▶ What you need to do
Could you reproduce the entire listing below line for line, with every character unchanged, but leave the pictures out?

▶ Supplied data

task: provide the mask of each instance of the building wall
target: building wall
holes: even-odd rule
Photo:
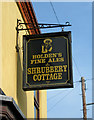
[[[19,32],[17,53],[17,19],[23,22],[15,2],[0,2],[0,87],[7,96],[11,96],[27,118],[34,118],[34,91],[23,91],[23,35]],[[47,118],[47,94],[39,92],[40,117]]]
[[[15,2],[2,3],[2,90],[7,96],[12,96],[23,114],[34,117],[34,93],[22,90],[23,51],[22,35],[19,33],[19,53],[16,52],[16,23],[22,20]],[[23,20],[22,20],[23,21]]]

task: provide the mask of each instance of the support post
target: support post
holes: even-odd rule
[[[81,83],[82,83],[82,100],[83,100],[83,118],[84,118],[84,120],[87,120],[85,83],[84,82],[85,82],[84,77],[81,77]]]

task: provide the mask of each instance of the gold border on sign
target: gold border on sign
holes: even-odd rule
[[[64,39],[66,39],[67,40],[67,56],[68,56],[68,80],[66,80],[66,82],[64,82],[64,83],[54,83],[54,84],[50,84],[50,86],[51,85],[59,85],[59,84],[61,84],[61,85],[63,85],[63,84],[67,84],[67,82],[70,80],[70,72],[69,72],[69,49],[68,49],[68,38],[67,37],[64,37],[64,36],[60,36],[60,37],[63,37]],[[60,37],[54,37],[54,38],[60,38]],[[46,37],[46,38],[48,38],[48,37]],[[45,38],[45,39],[46,39]],[[50,37],[49,37],[50,38]],[[37,40],[37,39],[42,39],[42,38],[33,38],[33,39],[29,39],[28,40],[28,42],[26,43],[26,51],[27,51],[27,44],[31,41],[31,40]],[[44,39],[44,38],[43,38]],[[27,52],[26,52],[26,68],[27,68]],[[30,85],[30,83],[28,83],[28,81],[27,81],[27,69],[26,69],[26,84],[27,85],[29,85],[30,87],[32,87],[32,86],[43,86],[43,85],[47,85],[47,84],[40,84],[40,85]]]

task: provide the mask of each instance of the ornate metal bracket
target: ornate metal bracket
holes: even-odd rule
[[[18,46],[18,34],[19,31],[28,31],[28,30],[33,30],[33,29],[47,29],[47,28],[55,28],[55,27],[61,27],[62,31],[64,27],[71,26],[69,22],[66,22],[65,25],[62,24],[43,24],[43,23],[38,23],[38,27],[33,26],[33,28],[23,28],[23,25],[30,25],[32,23],[22,23],[21,20],[17,19],[17,38],[16,38],[16,52],[19,52],[19,46]]]

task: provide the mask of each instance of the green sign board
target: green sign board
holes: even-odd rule
[[[73,87],[71,32],[23,36],[23,89]]]

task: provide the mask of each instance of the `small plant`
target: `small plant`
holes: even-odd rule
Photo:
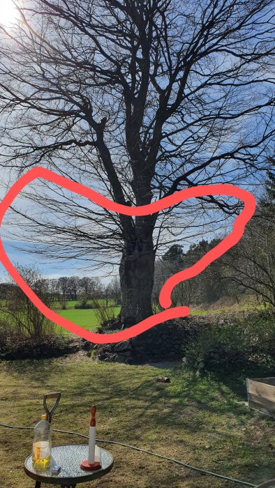
[[[93,300],[93,308],[95,310],[95,315],[101,326],[107,328],[112,321],[114,321],[114,306],[108,306],[101,300]]]

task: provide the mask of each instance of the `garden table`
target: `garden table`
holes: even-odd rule
[[[61,466],[58,474],[52,474],[50,467],[43,471],[36,471],[33,468],[31,455],[26,459],[24,469],[28,476],[36,480],[35,488],[40,488],[41,483],[75,488],[78,483],[84,483],[104,476],[113,466],[112,455],[101,448],[101,468],[96,471],[81,469],[80,464],[88,458],[88,449],[86,444],[70,444],[52,448],[51,466],[57,464]]]

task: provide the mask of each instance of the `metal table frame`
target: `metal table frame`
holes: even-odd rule
[[[68,447],[68,445],[73,446],[75,445],[75,444],[57,445],[54,447],[66,448]],[[75,445],[80,447],[85,445],[85,447],[87,447],[86,445],[84,444],[77,444]],[[53,448],[53,450],[54,449],[54,448]],[[105,449],[102,449],[102,451],[107,453],[108,457],[111,459],[110,464],[107,467],[103,467],[101,469],[98,469],[98,471],[84,471],[83,474],[81,476],[72,476],[69,478],[59,478],[59,475],[52,475],[52,476],[45,476],[43,475],[43,472],[39,473],[38,471],[35,472],[34,471],[31,471],[28,468],[27,463],[30,459],[30,458],[31,458],[31,455],[28,456],[26,458],[24,465],[24,471],[27,475],[27,476],[31,478],[36,481],[35,488],[40,488],[41,483],[47,483],[50,485],[59,485],[62,487],[62,488],[75,488],[76,485],[79,483],[85,483],[88,481],[93,481],[94,480],[97,480],[100,478],[102,478],[103,476],[105,476],[105,475],[107,474],[107,473],[109,473],[111,471],[114,465],[112,456],[108,451],[106,451]]]

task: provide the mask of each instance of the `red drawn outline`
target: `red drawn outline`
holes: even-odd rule
[[[227,236],[219,244],[209,251],[195,264],[187,268],[183,271],[177,273],[170,277],[164,284],[159,296],[159,303],[163,308],[168,309],[171,306],[171,293],[173,288],[180,282],[196,276],[201,273],[210,263],[223,254],[230,247],[234,246],[242,236],[246,224],[251,218],[255,209],[255,201],[253,195],[249,192],[239,188],[233,185],[203,185],[200,186],[181,190],[174,195],[165,197],[161,200],[154,201],[149,205],[144,205],[139,207],[129,207],[120,204],[117,204],[91,188],[89,188],[80,183],[72,181],[67,178],[61,176],[57,173],[46,169],[43,167],[36,167],[30,169],[23,176],[11,187],[6,195],[0,203],[0,228],[3,218],[8,208],[10,207],[15,197],[29,183],[37,178],[43,178],[48,181],[56,183],[64,188],[66,188],[74,193],[80,195],[82,197],[94,201],[101,207],[107,210],[124,215],[148,215],[161,210],[168,208],[176,204],[186,200],[189,198],[203,197],[210,195],[227,195],[235,197],[242,200],[244,206],[242,211],[236,218],[233,224],[232,232]],[[169,310],[163,310],[158,314],[152,315],[145,320],[142,321],[129,328],[120,330],[112,334],[98,334],[97,333],[89,332],[80,326],[71,322],[67,319],[61,317],[60,315],[53,312],[47,307],[31,290],[26,282],[23,280],[16,268],[13,266],[8,259],[3,243],[0,238],[0,261],[6,268],[10,276],[22,290],[26,293],[31,302],[37,307],[47,319],[52,322],[57,323],[70,332],[79,335],[91,342],[96,344],[108,344],[111,342],[118,342],[119,341],[131,339],[136,335],[139,335],[142,332],[147,330],[151,327],[156,326],[161,322],[170,319],[175,319],[181,317],[186,317],[190,313],[188,307],[175,307]]]

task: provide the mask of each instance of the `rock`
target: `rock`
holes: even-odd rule
[[[156,379],[156,381],[161,383],[170,383],[170,379],[167,376],[160,376]]]
[[[130,351],[132,347],[132,344],[130,341],[124,341],[123,342],[119,342],[116,344],[114,348],[114,351],[116,352],[123,352],[124,351]]]

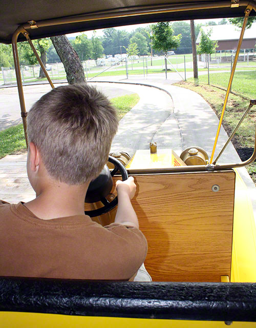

▶ Exercise response
task: provide the mask of each instance of the building wall
target: building wall
holes: even-odd rule
Photo:
[[[19,32],[17,53],[17,19],[23,22],[15,2],[0,2],[0,87],[7,96],[11,96],[27,118],[34,118],[34,91],[23,91],[23,35]],[[47,118],[47,94],[39,92],[40,117]]]
[[[15,2],[2,3],[2,90],[7,96],[12,96],[23,114],[34,117],[34,93],[22,90],[23,51],[22,35],[19,33],[19,53],[16,52],[16,23],[22,20]],[[23,20],[22,20],[23,21]]]

task: provide the mask of each instance of the support post
target: support post
holes: even-odd rule
[[[81,83],[82,83],[82,100],[83,100],[83,118],[84,118],[84,120],[87,120],[85,83],[84,82],[85,82],[84,77],[81,77]]]

task: provide the mask of each instance of the gold border on sign
target: gold border on sign
holes: even-odd rule
[[[64,39],[66,39],[67,40],[67,56],[68,56],[68,80],[66,80],[66,82],[64,82],[64,83],[54,83],[54,84],[50,84],[50,86],[51,85],[59,85],[59,84],[61,84],[61,85],[63,85],[63,84],[67,84],[67,82],[70,80],[70,72],[69,72],[69,49],[68,49],[68,38],[67,37],[64,37],[64,36],[60,36],[60,37],[63,37]],[[60,37],[54,37],[54,38],[60,38]],[[46,37],[46,38],[48,38],[48,37]],[[45,38],[45,39],[46,39]],[[50,37],[49,37],[50,38]],[[37,40],[37,39],[42,39],[42,38],[33,38],[33,39],[29,39],[28,40],[28,42],[26,43],[26,51],[27,51],[27,44],[31,41],[31,40]],[[44,39],[44,38],[43,38]],[[27,52],[26,52],[26,68],[27,68]],[[30,85],[30,83],[28,83],[28,81],[27,81],[27,69],[26,69],[26,84],[27,85],[29,85],[30,87],[32,87],[32,86],[43,86],[43,85],[47,85],[47,84],[40,84],[40,85]]]

task: provide the mask of each instance of the ornate metal bracket
target: ornate metal bracket
holes: even-odd rule
[[[18,46],[18,34],[19,31],[28,31],[28,30],[33,30],[33,29],[47,29],[47,28],[55,28],[55,27],[61,27],[62,31],[64,27],[71,26],[69,22],[66,22],[65,25],[62,24],[43,24],[43,23],[38,23],[38,27],[33,26],[33,28],[23,28],[23,25],[30,25],[32,23],[22,23],[21,20],[17,19],[17,38],[16,38],[16,52],[19,52],[19,46]]]

task: provide the mask of each instance of the green sign board
target: green sign board
holes: even-odd rule
[[[73,87],[71,32],[23,36],[23,89]]]

task: provide the mask of each instance of the `small plant`
target: `small plant`
holes: even-odd rule
Photo:
[[[93,300],[93,308],[95,310],[95,315],[101,326],[107,328],[112,321],[114,321],[114,306],[108,306],[101,300]]]

task: provide the mask of each instance of the `garden table`
target: `garden table`
holes: even-odd rule
[[[61,466],[58,474],[52,474],[50,467],[43,471],[36,471],[33,468],[31,455],[26,459],[24,469],[28,476],[36,480],[35,488],[40,488],[41,483],[75,488],[78,483],[84,483],[104,476],[113,466],[112,455],[101,448],[101,468],[96,471],[81,469],[80,464],[88,458],[88,449],[86,444],[70,444],[52,448],[51,466],[57,464]]]

task: provide the mask of each instance of the `metal table frame`
target: `metal table frame`
holes: even-odd rule
[[[68,447],[68,445],[73,446],[75,445],[75,444],[57,445],[54,447],[66,448]],[[75,445],[80,447],[85,445],[85,447],[87,447],[86,445],[84,444],[77,444]],[[53,448],[53,450],[54,449],[54,448]],[[105,449],[102,449],[102,451],[107,453],[108,457],[111,459],[110,464],[107,467],[103,467],[101,469],[98,469],[98,471],[84,471],[83,474],[81,476],[72,476],[69,478],[59,478],[59,475],[52,475],[52,476],[45,476],[43,475],[43,472],[39,473],[38,471],[35,472],[34,471],[31,471],[28,468],[27,463],[30,459],[30,458],[31,458],[31,455],[28,456],[26,458],[24,465],[24,471],[27,475],[27,476],[31,478],[36,481],[35,488],[40,488],[41,483],[47,483],[50,485],[59,485],[62,487],[62,488],[75,488],[76,485],[79,483],[85,483],[88,481],[93,481],[94,480],[97,480],[100,478],[102,478],[103,476],[105,476],[105,475],[107,474],[107,473],[109,473],[111,471],[114,465],[112,456],[108,451],[106,451]]]

task: provide the mask of each instance of the `red drawn outline`
target: `red drawn outline`
holes: even-odd rule
[[[227,236],[219,244],[209,251],[195,264],[187,268],[183,271],[177,273],[170,277],[164,284],[159,296],[159,303],[163,308],[168,309],[171,306],[171,293],[173,288],[180,282],[196,276],[201,273],[210,263],[223,254],[230,247],[234,246],[242,236],[246,224],[251,218],[255,209],[255,201],[253,195],[249,192],[239,188],[233,185],[203,185],[200,186],[181,190],[174,195],[165,197],[161,200],[154,201],[149,205],[144,205],[139,207],[129,207],[120,204],[117,204],[91,188],[89,188],[80,183],[72,181],[67,178],[61,176],[57,173],[46,169],[43,167],[36,167],[30,169],[23,176],[11,187],[6,195],[0,203],[0,228],[3,218],[8,208],[10,207],[15,197],[29,183],[37,178],[43,178],[48,181],[56,183],[64,188],[66,188],[74,193],[80,195],[82,197],[94,201],[101,207],[107,210],[124,215],[148,215],[161,210],[168,208],[176,204],[186,200],[189,198],[203,197],[210,195],[227,195],[235,197],[242,200],[244,206],[242,211],[236,218],[233,224],[232,232]],[[169,310],[163,310],[158,314],[152,315],[145,320],[142,321],[129,328],[120,330],[112,334],[98,334],[97,333],[89,332],[80,326],[71,322],[67,319],[61,317],[60,315],[53,312],[47,307],[31,290],[26,282],[23,280],[16,268],[13,266],[8,259],[3,243],[0,238],[0,261],[6,268],[10,276],[22,290],[26,293],[31,302],[37,307],[47,319],[52,322],[57,323],[70,332],[79,335],[91,342],[96,344],[108,344],[111,342],[118,342],[119,341],[131,339],[136,335],[139,335],[142,332],[147,330],[151,327],[156,326],[161,322],[170,319],[175,319],[181,317],[186,317],[190,313],[188,307],[175,307]]]

task: provide the mask of each instance of the `rock`
target: `rock`
holes: even-odd rule
[[[156,379],[156,381],[161,383],[170,383],[170,379],[167,376],[160,376]]]
[[[130,351],[132,347],[132,344],[130,341],[124,341],[123,342],[119,342],[116,344],[114,348],[114,351],[116,352],[123,352],[124,351]]]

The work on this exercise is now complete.